> _Extrait à lire_
Si tel est le cas, je vous le déconseille fortement. En effet, il y a des dissipateurs thermiques sous le clavier. Si vous fermez l'ibook, la chaleur continuera de se dissiper par la, et va aller directement chauffer l'écran....pas terrible quand meme.

Alex


----------



## bobbynountchak (16 Décembre 2004)

t'as deviné juste, alex, nosleep sert a ca...
 je suis au courant pour les histoires de dissipation de chaleur, mais pour l'utilisation que je voulais en faire, ca ne posait pas de problemes : juste pouvoir fermer le capot pendant les operations de maintenance un peu longues, du genre avec disk warrior...
 comme ca je peux lacher ma machine des yeux sans craindre que le chat de ma copine vienne crapahuter sur le clavier... c'est qu'il est lourd, le bougre, et il adore mon ibook! je vais essayer de trouver des boulettes empoisonnees pas cher...)
 cependant, je pense comme toi qu'une utilisation trop longue et intensive capot ferme comporte des risques, c'est sur...


----------



## drs (16 Décembre 2004)

bah attache ton chat durant les opérations de maintenance. 

Attention toutefois car DiskWarrior et autres TechToolPro font appel au disque plus que dans une utilisation bureautique standard. Donc chauffe assurée 

Alex


----------



## bobbynountchak (16 Décembre 2004)

la dessus t'as raison, mais je pense pas que ca coure un risque vu le temps que ca prend...
par contre pour le chat, j'ai essaye je peux pas, c'est celui de ma copine, pas le droit d'y toucher  
c'est pour ca que les boulettes empoisonnees... si quelqu'un a une adresse...


----------



## bobbynountchak (17 Décembre 2004)

ceci dit, je ne sais toujours pas comment virer cette merde de mon mac, moi...


----------

> _Données fournies_
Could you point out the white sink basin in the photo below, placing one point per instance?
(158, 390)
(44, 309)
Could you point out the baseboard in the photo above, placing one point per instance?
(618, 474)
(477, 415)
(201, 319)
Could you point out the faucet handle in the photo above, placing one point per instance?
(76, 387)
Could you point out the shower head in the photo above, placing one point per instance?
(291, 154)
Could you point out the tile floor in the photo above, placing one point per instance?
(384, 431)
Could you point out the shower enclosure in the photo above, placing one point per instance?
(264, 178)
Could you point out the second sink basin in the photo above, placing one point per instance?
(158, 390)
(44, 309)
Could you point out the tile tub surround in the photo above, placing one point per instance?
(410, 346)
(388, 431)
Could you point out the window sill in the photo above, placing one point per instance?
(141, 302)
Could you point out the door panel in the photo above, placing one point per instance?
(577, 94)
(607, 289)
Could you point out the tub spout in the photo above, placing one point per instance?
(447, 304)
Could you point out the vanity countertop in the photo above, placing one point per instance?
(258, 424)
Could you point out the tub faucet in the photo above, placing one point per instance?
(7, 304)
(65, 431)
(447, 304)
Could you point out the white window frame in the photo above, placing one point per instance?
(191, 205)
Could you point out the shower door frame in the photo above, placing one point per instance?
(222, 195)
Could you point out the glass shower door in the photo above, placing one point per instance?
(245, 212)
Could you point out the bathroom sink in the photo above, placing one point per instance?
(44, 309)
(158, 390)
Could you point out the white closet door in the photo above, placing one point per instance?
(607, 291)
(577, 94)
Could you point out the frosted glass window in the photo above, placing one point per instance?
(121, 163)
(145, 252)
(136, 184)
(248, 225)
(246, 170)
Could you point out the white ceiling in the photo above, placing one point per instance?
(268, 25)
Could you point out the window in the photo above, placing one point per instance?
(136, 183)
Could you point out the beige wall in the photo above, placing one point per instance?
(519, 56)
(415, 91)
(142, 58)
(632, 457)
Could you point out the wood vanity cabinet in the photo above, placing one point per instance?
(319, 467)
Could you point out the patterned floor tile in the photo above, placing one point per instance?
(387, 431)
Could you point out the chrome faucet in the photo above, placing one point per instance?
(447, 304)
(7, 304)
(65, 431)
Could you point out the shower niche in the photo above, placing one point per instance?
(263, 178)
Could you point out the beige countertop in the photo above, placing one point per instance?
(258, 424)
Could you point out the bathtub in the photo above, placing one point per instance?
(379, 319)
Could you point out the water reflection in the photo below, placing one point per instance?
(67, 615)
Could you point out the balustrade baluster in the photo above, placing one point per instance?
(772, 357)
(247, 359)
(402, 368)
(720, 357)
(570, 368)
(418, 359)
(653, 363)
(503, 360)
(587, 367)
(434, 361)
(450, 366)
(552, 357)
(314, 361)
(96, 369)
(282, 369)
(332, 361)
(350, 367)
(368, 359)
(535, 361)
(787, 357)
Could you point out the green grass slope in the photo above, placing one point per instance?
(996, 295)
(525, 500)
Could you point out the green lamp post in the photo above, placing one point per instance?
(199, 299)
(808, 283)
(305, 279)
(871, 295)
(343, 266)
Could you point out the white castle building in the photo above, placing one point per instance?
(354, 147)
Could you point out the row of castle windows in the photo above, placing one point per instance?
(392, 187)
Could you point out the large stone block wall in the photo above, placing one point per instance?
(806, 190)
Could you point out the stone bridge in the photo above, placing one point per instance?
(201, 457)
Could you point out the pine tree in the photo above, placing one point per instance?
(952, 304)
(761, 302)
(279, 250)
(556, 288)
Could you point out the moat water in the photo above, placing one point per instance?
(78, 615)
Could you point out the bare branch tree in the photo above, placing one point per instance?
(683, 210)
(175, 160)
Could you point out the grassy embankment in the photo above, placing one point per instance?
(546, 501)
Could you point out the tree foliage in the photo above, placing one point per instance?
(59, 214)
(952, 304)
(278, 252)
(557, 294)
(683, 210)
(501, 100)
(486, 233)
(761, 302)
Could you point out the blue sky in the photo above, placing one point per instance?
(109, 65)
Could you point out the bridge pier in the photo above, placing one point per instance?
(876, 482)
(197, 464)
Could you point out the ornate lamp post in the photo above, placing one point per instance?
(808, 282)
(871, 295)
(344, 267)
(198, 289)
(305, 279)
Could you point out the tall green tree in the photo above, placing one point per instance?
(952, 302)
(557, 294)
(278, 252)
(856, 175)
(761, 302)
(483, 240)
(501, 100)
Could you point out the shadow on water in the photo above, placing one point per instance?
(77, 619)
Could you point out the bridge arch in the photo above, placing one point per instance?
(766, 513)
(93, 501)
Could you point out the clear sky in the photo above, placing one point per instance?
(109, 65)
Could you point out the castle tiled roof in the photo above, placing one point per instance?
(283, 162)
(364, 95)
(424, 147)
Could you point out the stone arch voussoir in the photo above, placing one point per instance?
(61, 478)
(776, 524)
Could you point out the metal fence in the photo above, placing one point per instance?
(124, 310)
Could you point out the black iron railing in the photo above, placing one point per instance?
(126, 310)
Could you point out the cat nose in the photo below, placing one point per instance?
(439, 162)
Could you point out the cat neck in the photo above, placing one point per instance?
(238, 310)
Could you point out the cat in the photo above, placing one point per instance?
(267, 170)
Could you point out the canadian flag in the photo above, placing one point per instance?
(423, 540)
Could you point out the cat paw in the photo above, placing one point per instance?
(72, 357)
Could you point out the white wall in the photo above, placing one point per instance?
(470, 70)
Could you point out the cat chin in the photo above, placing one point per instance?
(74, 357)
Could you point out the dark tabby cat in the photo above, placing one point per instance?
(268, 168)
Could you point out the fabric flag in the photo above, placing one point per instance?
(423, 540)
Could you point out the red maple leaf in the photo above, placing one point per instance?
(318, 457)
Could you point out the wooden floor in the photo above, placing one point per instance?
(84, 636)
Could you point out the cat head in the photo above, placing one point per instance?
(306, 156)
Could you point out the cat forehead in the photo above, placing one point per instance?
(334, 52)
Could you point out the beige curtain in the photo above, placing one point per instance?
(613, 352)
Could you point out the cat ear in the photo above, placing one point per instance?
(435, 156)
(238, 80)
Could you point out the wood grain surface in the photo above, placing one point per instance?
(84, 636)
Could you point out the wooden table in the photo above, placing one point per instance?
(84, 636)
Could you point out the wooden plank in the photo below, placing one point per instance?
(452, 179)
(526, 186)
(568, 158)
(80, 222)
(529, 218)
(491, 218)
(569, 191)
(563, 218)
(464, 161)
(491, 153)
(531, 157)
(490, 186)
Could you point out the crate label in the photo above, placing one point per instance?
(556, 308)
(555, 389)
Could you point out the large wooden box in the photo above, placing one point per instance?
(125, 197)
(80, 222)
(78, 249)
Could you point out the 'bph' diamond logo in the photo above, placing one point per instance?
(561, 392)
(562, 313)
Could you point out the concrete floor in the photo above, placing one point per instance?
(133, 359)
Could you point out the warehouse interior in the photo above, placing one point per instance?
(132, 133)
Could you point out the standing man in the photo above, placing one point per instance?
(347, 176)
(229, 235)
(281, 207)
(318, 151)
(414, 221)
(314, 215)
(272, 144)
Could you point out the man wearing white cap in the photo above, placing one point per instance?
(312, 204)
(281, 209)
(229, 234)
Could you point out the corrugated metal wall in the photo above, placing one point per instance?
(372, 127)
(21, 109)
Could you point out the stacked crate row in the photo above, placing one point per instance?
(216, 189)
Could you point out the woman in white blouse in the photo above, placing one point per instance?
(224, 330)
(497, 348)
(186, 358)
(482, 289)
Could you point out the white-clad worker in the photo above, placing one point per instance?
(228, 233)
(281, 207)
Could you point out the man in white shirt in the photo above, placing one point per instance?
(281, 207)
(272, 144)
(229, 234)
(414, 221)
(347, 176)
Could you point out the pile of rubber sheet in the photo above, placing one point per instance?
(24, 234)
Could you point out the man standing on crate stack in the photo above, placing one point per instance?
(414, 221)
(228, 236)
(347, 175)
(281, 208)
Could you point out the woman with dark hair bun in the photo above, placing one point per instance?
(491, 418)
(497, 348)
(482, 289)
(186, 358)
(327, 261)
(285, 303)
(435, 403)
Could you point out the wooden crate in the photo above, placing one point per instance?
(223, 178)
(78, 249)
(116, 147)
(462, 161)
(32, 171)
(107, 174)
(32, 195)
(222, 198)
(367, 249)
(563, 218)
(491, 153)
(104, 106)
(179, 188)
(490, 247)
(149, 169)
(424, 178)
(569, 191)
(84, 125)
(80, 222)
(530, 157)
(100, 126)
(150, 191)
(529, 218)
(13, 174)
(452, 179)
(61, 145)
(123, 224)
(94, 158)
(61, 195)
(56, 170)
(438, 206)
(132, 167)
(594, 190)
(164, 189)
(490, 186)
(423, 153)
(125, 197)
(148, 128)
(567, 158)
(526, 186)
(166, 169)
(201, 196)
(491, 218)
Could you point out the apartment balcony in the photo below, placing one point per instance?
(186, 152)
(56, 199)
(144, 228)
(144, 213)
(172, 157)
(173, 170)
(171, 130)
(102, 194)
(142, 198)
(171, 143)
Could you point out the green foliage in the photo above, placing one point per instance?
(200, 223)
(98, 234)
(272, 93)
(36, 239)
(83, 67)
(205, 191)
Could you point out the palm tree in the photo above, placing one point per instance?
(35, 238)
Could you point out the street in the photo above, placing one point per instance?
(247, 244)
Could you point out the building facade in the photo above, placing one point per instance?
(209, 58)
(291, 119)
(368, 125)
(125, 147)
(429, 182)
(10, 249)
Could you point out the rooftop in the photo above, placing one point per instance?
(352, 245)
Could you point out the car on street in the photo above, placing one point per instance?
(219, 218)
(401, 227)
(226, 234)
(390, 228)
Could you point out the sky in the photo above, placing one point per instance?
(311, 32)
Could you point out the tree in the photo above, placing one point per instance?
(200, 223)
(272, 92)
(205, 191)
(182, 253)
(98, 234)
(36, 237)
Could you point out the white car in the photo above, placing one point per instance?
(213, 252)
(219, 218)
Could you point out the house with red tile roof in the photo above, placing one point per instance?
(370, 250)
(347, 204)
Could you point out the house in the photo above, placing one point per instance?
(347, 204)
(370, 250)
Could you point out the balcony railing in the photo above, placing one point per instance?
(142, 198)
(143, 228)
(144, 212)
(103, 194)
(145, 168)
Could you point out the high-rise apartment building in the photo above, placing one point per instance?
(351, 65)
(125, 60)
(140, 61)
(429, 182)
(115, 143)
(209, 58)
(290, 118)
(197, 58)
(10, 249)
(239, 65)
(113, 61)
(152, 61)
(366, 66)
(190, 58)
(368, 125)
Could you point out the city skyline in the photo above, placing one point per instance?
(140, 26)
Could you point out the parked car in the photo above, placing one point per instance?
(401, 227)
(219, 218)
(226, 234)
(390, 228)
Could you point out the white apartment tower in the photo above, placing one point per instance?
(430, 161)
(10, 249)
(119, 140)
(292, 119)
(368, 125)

> _Série d'exercices_
1/ D'après l'extrait à lire, où se trouvent les dissipateurs thermiques de l'iBook ?
2/ Relevez toutes les lignes des enregistrements qui contiennent la chaîne « arch ». La casse doit être respectée.

> _Corrigés_
1/ Sous le clavier.

2/
Could you point out the bridge arch in the photo above, placing one point per instance?
Could you point out the stone arch voussoir in the photo above, placing one point per instance?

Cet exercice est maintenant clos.